● **Problem to solve**: Output exactly the lines below, starting with the line that has "target | primary flight feather" and going on through the line that has "target | outstretched wing", both included, and no other lines.

● **The records**:
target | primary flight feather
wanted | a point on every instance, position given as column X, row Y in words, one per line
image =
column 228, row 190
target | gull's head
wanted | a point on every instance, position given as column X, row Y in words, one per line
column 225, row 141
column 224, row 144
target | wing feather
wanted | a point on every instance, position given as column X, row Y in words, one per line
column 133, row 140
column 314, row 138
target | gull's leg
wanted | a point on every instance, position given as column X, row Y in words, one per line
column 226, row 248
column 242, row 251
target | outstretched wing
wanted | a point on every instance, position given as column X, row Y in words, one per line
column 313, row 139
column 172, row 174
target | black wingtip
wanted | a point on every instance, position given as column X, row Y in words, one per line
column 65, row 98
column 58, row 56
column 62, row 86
==
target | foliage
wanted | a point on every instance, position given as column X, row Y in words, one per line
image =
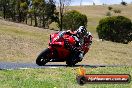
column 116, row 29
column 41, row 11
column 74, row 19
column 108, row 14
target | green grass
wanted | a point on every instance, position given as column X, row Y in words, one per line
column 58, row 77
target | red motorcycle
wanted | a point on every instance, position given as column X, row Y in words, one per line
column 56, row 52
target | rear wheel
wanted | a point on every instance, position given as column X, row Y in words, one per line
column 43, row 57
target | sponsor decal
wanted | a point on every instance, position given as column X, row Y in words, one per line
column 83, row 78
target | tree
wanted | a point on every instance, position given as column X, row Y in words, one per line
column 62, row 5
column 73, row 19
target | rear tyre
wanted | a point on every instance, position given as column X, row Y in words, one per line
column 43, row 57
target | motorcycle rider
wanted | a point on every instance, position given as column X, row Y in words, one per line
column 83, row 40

● **Exercise output**:
target | primary flight feather
wanted | a point on every instance, position given as column X, row Y in words, one per line
image =
column 228, row 190
target | gull's head
wanted | a point on every instance, position given as column X, row Y in words, one per line
column 225, row 141
column 224, row 144
target | wing feather
wanted | a point on every instance, position given as column X, row Y in words, one per line
column 133, row 140
column 314, row 138
target | gull's leg
wanted | a point on every instance, position given as column X, row Y in words, one per line
column 226, row 248
column 242, row 251
target | outstretched wing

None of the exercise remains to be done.